# SUPPLIED MATERIAL start
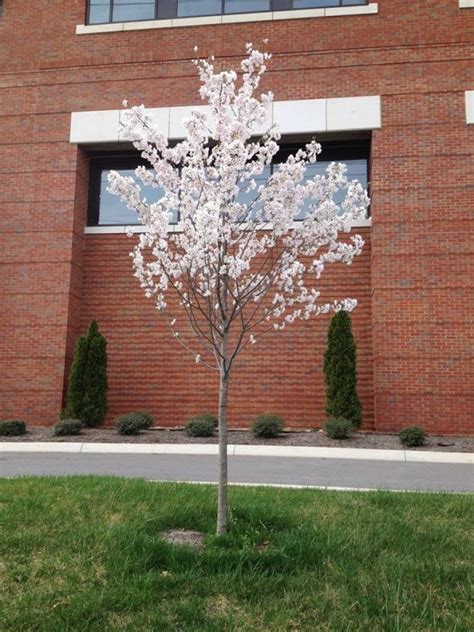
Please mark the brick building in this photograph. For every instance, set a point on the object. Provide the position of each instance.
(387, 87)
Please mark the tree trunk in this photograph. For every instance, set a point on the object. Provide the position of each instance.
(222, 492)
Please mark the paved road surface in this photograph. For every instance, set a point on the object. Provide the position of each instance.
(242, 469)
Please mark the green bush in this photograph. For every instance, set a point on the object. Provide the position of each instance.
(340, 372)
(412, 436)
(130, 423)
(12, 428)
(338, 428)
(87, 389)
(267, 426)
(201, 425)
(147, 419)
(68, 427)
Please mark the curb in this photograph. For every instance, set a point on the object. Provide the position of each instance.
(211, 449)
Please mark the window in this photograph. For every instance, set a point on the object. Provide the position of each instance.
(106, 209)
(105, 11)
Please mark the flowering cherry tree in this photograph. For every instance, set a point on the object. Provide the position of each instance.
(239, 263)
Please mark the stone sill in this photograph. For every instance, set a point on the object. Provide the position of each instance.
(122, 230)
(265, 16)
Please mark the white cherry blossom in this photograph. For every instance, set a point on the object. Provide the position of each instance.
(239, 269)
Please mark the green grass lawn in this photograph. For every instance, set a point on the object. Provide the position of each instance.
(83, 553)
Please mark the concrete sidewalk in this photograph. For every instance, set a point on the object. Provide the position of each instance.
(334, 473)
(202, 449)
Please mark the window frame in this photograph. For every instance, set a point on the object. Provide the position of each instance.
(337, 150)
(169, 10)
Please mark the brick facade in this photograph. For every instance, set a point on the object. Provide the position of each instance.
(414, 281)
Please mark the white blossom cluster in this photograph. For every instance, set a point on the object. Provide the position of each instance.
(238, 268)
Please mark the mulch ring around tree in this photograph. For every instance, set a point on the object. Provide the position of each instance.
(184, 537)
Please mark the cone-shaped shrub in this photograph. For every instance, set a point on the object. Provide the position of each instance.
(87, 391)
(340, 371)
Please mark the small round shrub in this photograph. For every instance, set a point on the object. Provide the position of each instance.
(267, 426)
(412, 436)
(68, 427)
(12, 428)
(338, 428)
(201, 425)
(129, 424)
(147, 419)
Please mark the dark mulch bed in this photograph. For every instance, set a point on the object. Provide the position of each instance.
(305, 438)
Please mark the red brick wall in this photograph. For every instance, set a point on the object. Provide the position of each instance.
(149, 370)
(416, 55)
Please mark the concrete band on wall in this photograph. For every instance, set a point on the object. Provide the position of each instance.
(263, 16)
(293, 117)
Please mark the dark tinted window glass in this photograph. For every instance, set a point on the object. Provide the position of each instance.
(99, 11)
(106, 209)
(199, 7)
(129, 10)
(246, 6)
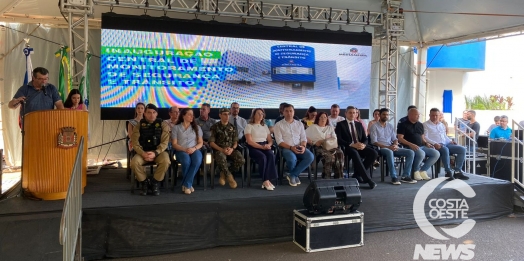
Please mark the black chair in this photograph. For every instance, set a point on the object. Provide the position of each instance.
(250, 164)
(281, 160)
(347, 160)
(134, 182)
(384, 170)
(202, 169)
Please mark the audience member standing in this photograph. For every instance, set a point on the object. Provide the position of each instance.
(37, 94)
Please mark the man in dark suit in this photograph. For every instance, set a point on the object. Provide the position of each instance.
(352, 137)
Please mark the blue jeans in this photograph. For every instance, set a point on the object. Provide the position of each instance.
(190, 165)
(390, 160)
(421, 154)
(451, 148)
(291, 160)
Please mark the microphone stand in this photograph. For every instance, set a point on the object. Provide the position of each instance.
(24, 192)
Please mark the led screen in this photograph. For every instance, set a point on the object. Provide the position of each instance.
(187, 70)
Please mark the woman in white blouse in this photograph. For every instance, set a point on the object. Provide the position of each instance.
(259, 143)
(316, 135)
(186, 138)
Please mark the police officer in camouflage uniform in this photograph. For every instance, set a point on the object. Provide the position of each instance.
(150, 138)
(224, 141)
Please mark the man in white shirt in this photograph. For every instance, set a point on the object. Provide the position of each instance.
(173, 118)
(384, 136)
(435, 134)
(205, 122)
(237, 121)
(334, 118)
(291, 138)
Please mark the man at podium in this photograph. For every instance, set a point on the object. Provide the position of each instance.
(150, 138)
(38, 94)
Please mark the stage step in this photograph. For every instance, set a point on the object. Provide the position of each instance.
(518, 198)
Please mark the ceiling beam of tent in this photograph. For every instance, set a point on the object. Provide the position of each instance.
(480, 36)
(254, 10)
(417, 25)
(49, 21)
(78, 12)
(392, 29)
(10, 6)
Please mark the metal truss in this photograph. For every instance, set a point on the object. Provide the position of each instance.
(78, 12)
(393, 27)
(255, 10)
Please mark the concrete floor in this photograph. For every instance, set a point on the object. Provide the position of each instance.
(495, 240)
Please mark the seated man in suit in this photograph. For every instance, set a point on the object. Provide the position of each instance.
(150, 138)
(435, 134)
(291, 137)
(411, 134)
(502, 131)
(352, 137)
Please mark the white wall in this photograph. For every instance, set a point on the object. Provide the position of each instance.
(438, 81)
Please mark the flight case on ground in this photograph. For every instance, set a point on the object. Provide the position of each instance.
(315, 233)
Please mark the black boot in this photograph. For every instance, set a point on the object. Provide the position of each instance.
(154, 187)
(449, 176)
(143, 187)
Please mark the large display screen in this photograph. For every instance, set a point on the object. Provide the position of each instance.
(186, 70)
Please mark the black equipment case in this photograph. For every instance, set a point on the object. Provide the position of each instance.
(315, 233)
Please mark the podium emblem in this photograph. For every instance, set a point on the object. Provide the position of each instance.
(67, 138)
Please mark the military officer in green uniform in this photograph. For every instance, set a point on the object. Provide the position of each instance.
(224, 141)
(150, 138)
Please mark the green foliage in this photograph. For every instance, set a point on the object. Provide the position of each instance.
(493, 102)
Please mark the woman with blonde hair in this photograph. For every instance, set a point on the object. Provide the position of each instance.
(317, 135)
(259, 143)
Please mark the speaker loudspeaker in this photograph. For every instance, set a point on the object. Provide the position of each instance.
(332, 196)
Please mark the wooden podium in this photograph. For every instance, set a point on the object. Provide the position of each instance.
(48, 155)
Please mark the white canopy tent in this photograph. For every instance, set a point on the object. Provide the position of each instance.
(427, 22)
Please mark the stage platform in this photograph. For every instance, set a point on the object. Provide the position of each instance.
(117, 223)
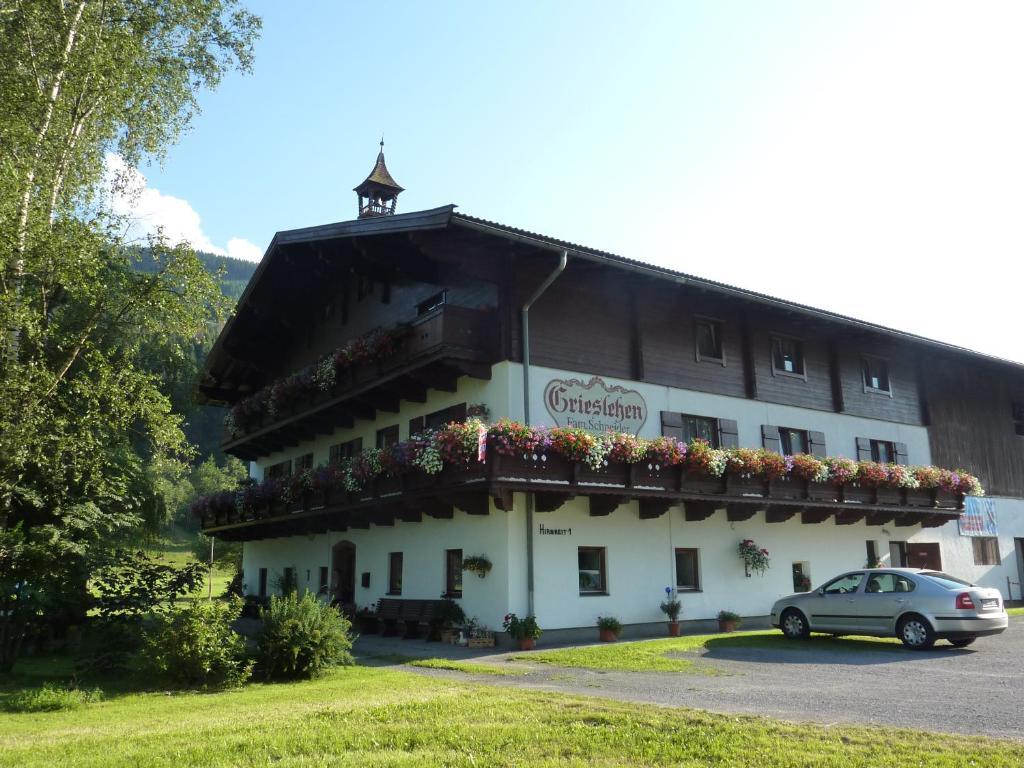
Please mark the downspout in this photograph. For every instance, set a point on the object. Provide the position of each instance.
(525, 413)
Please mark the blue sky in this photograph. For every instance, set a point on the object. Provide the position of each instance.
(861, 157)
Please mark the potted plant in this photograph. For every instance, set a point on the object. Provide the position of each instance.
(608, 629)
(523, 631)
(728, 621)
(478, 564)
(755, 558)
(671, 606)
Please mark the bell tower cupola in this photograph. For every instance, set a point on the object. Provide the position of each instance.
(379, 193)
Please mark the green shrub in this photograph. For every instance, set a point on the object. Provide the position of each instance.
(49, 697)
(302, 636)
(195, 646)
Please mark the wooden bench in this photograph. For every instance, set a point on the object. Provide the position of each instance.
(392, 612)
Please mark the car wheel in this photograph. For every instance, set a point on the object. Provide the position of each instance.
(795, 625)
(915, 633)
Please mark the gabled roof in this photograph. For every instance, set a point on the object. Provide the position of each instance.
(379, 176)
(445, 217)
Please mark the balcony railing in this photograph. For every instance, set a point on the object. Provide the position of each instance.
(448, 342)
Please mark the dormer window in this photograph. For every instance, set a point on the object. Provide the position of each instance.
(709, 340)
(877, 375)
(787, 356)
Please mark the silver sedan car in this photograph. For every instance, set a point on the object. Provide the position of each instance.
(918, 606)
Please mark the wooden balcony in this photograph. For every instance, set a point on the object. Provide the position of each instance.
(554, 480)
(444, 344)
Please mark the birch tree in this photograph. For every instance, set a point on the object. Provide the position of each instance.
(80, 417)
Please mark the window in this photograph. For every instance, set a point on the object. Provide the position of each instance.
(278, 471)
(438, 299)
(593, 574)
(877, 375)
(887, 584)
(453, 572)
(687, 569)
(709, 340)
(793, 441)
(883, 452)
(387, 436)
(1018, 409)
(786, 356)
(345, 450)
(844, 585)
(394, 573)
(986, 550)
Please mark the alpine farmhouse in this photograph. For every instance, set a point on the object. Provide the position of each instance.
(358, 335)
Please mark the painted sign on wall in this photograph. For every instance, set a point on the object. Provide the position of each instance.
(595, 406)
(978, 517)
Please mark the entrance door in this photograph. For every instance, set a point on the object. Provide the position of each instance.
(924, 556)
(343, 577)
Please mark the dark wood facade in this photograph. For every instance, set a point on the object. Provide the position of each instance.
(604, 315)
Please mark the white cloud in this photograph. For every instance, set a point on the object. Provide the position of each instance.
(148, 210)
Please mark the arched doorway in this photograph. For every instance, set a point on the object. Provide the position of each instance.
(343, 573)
# SUPPLIED MATERIAL end
WRITTEN REQUEST:
Print exactly the lines from the one with "Please mark the alpine" through the end of the data, inclusive.

FINAL RESULT:
Please mark the alpine farmhouse in this photograph. For every instance, set a point on the object. Provide the position of each instance.
(358, 335)
Please mark the painted sign on wall in this photograph. For every instance, set a point on the object. Provide the position of each instance.
(595, 406)
(978, 517)
Please mark the entrance door in this photograph. For every instance, set a point on the object. Provide the position of each instance.
(924, 556)
(343, 577)
Please mark the dark wood facade in this photograph. For every instance, set a point on the object. Provide the position of each instance.
(604, 315)
Please mark the white cloud in this photograph. For every instance, set a point on the object. Provide the position of each instance.
(148, 210)
Please mark the arched doorway in this photograph. For every instance, set a point on the object. Provide the position of each instance.
(343, 573)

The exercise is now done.